Please print the entire listing below word for word, leaving out the pictures.

• [RECORDED INFORMATION]:

---+---

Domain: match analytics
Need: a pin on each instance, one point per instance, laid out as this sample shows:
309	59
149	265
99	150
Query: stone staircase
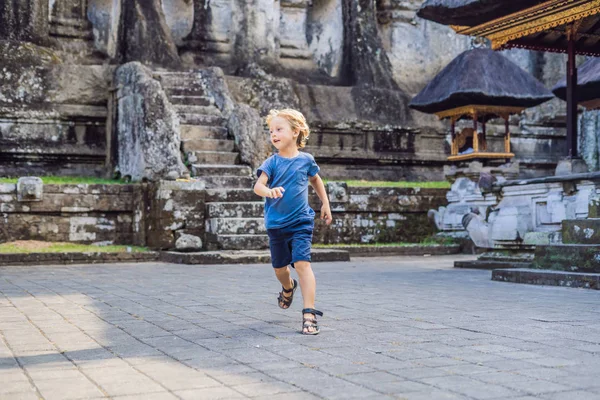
234	214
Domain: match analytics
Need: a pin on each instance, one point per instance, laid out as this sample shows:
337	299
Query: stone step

---+---

• [PROBLEM SOLUTION]:
Domain: match analytics
Need: a pin on each instance, one point per instance, laid out as this sample shows:
309	59
149	265
99	150
Query: stone staircase
234	214
Domain: match analytics
Need: a pin on each instance, one point per instance, laid out as this sample shows:
337	299
Query: stone step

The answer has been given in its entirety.